***** TEXT PROVIDED

My model takes two batched sequences (along with their attention masks) and is supposed to return a tensor of shape (batch_size, batch_size) whose (i,j)-element should be cosine similarity of the i-th element of the first (b_que_iis[j]) and the j-th element of the second (b_art_iis[j])
I ran this with batch_size 16 on a machine with 4 GPUs, using nn.DataParallel, so the batch_size becomes 4 on each GPU.
Each GPU returns a 4 by 4 tensor as a result.
However, the final output of the model
sims = model(b_que_iis, b_que_ams, b_art_iis, b_art_ams)
return a tensor of shape (16,4).
How should I solve this problem and get the desired output of (16, 16) tensor?
I would greatly appreciate any comment.

**********
***** SUPPLIED MATERIAL

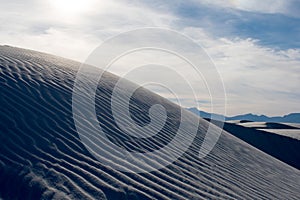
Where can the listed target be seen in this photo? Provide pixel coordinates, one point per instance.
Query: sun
(72, 6)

**********

Summarize the nn.DataParallel question above in two sentences.

EXERCISE ANSWER
A model takes two batched sequences with their attention masks and should return a (batch_size, batch_size) tensor of cosine similarities between elements of the first sequence and elements of the second. When it runs with batch size 16 on 4 GPUs through nn.DataParallel, each GPU returns a 4 by 4 tensor but the final output has shape (16, 4), and the writer asks how to get the desired (16, 16) tensor.